É aqui que entra uma história do século XVI, contada por Carlo Guinzburg em seu ótimo O queijo e os vermes: o cotidiano e as idéias de um moleiro perseguido pela Inquisição.

Menocchio na Fogueira Santa

Em O queijo e os vermes, Ginzburg fala de Domenico Scandella, apelidado de Menocchio, um sujeito singular que foi queimado na fogueira por ser diferente e querer dizer ao outro o que pensava sobre Deus e a criação do universo.

Menocchio viveu num tempo em que se encontrava luz apenas na Labareda Santa. Autodidata, era moleiro (moía grãos) e morava numa pequena aldeia, Montereale, nos arredores de Udinese, na Itália (que ainda não era Itália). Casado, cuidava bem da família, mas tinha um defeito: falava demais (aos ouvidos da Igreja).

Ele costumava dizer que o universo se formou de uma podridão. À semelhança do queijo, que é feito de leite coalhado (apodrecido) e fermentado por um monte de vermezinhos, o mundo também teve seus vermes, e o maior e mais inteligente deles era Deus.

- [LINHAS DE DADOS]:
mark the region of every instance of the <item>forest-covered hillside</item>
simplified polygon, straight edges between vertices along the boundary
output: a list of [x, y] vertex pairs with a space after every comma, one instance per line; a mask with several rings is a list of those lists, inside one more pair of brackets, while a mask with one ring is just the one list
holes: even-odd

- [LISTA DE TAREFAS]:
**A)** Transcreva do texto sobre Menocchio o trecho que vai de "Menocchio viveu num" até "ouvidos da Igreja).".
**B)** Indique se cada afirmação concorda com o texto sobre Menocchio, respondendo sim ou não e citando as palavras do texto que decidem a resposta: (i) Menocchio morava numa pequena aldeia chamada Montereale. (ii) Menocchio era solteiro. (iii) Segundo Menocchio, o maior e mais inteligente dos vermes era Deus.

- [LISTA DE RESPOSTAS]:
**A)**
Menocchio viveu num tempo em que se encontrava luz apenas na Labareda Santa. Autodidata, era moleiro (moía grãos) e morava numa pequena aldeia, Montereale, nos arredores de Udinese, na Itália (que ainda não era Itália). Casado, cuidava bem da família, mas tinha um defeito: falava demais (aos ouvidos da Igreja).

**B)**
(i) Sim: "morava numa pequena aldeia, Montereale".
(ii) Não: "Casado, cuidava bem da família".
(iii) Sim: "o maior e mais inteligente deles era Deus".